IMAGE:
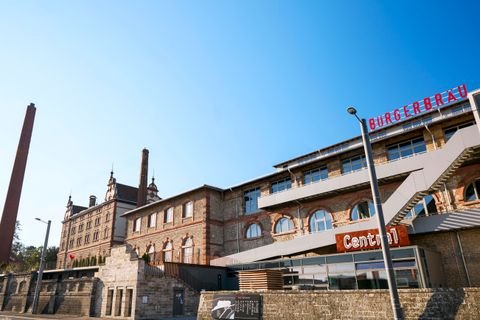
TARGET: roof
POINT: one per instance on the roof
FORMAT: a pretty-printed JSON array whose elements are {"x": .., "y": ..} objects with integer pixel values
[
  {"x": 77, "y": 209},
  {"x": 205, "y": 186},
  {"x": 126, "y": 193}
]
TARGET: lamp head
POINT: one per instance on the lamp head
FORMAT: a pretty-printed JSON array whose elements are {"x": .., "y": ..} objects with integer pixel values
[{"x": 352, "y": 110}]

******************************

- **TRY IT**
The answer must be an exact copy of every record above, minus the pictures.

- **SOLUTION TO THIS TASK**
IMAGE:
TARGET: roof
POINT: one per instance on the roof
FORMAT: a pretty-printed JSON array whose elements are {"x": .., "y": ..} objects with integer pixel values
[
  {"x": 77, "y": 209},
  {"x": 205, "y": 186},
  {"x": 126, "y": 193}
]
TARGET: lamp head
POINT: one per instance on the lamp head
FORMAT: a pretty-printed JSON array whose elements are {"x": .., "y": ..} objects with integer pixel values
[{"x": 352, "y": 110}]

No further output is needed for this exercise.